━━━ DATASET EXTRACT
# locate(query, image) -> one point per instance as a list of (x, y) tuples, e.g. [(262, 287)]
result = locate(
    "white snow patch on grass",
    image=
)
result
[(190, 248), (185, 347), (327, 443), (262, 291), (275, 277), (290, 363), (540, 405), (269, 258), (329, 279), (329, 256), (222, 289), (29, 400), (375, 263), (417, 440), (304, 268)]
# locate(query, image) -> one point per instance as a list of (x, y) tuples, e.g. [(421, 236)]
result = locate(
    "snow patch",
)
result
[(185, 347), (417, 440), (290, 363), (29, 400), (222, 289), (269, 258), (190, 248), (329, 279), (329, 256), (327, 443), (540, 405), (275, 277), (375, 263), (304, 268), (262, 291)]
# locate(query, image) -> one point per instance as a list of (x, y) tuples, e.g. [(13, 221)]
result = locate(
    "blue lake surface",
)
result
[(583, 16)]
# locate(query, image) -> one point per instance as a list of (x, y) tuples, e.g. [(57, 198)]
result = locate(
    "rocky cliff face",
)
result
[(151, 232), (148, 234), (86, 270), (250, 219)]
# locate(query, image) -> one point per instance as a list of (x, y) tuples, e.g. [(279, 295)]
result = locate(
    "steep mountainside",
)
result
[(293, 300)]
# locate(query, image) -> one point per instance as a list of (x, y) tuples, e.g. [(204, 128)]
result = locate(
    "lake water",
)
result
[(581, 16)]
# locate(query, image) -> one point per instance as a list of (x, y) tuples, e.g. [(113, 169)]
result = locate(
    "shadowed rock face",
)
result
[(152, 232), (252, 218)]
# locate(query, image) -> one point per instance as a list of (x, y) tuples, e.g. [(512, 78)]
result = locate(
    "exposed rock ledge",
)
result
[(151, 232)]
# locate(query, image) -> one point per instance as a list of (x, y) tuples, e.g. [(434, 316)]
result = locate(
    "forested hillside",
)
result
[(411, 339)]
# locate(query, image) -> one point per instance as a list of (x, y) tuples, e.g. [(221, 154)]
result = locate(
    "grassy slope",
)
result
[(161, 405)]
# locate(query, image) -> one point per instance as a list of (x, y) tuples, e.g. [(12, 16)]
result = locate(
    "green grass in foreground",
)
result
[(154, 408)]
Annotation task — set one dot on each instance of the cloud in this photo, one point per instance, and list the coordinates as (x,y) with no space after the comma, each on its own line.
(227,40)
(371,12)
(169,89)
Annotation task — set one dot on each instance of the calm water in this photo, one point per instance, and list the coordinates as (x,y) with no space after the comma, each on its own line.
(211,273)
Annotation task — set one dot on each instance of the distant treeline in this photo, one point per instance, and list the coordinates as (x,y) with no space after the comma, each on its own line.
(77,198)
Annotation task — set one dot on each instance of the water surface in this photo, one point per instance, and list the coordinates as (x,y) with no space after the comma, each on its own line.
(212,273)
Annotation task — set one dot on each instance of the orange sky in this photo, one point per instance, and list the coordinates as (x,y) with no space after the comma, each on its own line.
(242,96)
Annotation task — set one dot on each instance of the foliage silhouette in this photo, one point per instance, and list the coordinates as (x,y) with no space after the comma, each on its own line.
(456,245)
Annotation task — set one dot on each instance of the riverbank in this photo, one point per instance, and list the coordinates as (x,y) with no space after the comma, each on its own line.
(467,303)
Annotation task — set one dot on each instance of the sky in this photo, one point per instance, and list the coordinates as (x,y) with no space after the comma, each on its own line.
━━━━━━
■ WRITTEN INSTRUCTION: Without omitting anything, output the entries exactly.

■ OUTPUT OF THE TASK:
# locate(query, image) -> one point per instance as a list of (x, y) tuples, e.g. [(262, 287)]
result = locate(
    "white snow patch on grass",
    image=
)
result
[(190, 248), (185, 347), (327, 443), (262, 291), (275, 277), (290, 363), (540, 405), (269, 258), (329, 279), (329, 256), (222, 289), (29, 400), (375, 263), (417, 440), (304, 268)]
# locate(query, image) -> one point per instance as a list of (x, y) tuples, e.g. [(421, 236)]
result = locate(
    "snow patch",
)
result
[(185, 347), (417, 440), (290, 363), (29, 400), (222, 289), (269, 258), (190, 248), (329, 279), (329, 256), (327, 443), (540, 405), (275, 277), (375, 263), (304, 268), (262, 291)]
# locate(query, image) -> one point per instance as a list of (x, y) tuples, e.g. [(13, 221)]
result = locate(
    "blue lake surface",
)
result
[(583, 16)]
# locate(query, image) -> one point per instance as a list of (x, y) tuples, e.g. [(57, 198)]
result = locate(
    "rocky cliff face",
)
result
[(151, 232), (148, 234), (86, 270), (250, 219)]
# locate(query, image) -> one point per instance as a list of (x, y) tuples, e.g. [(279, 295)]
result = locate(
    "steep mountainside",
)
result
[(293, 300)]
# locate(query, image) -> one point per instance as a list of (x, y) tuples, e.g. [(204, 128)]
result = locate(
    "lake water",
)
result
[(581, 16)]
# locate(query, image) -> one point per instance as a list of (x, y) tuples, e.g. [(113, 169)]
result = locate(
    "shadowed rock face",
)
result
[(152, 232), (252, 218)]
# locate(query, image) -> one point per instance as a list of (x, y) tuples, e.g. [(512, 78)]
result = locate(
    "exposed rock ledge",
)
result
[(151, 232)]
# locate(query, image) -> one point per instance as a list of (x, y) tuples, e.g. [(434, 316)]
result = locate(
    "forested hillside",
)
result
[(411, 339)]
# locate(query, image) -> one point per instance as a list of (x, y) tuples, e.g. [(221, 154)]
result = locate(
    "grassy slope",
)
result
[(161, 405)]
# locate(query, image) -> one point per instance as a list of (x, y) tuples, e.g. [(12, 16)]
result = locate(
    "green grass in foreground",
)
result
[(154, 408)]
Annotation task — set one dot on each instance of the cloud in this photo, one point per instance, and list the coordinates as (x,y) with no space after the comma, each on its own line.
(227,40)
(371,12)
(169,89)
Annotation task — set one dot on each instance of the calm water in this photo, one point per instance, and list the coordinates as (x,y) with no space after the comma, each on its own line.
(211,273)
Annotation task — set one dot on each instance of the distant treeline in this photo, one point per instance, and list the coordinates as (x,y) with no space after the comma, each on its own line.
(77,198)
Annotation task — set one dot on each instance of the water surface in this photo, one point per instance, and list the coordinates as (x,y) with no space after the comma, each on its own line.
(212,273)
Annotation task — set one dot on each instance of the orange sky in this photo, one point per instance, and list the coordinates as (x,y) with no space after the comma, each on its own line.
(242,96)
Annotation task — set one dot on each instance of the foliage silhouette in this photo, one point per instance, and list the coordinates as (x,y) with no space after the comma, each on its own line.
(456,245)
Annotation task — set one dot on each instance of the riverbank in this photo, one point per instance, and list the coordinates as (x,y) with no space after the comma, each on its own line.
(467,303)
Annotation task — set one dot on each instance of the sky in this photo, one point per instance, and list the coordinates as (x,y) with no space after the comma, each on its own line.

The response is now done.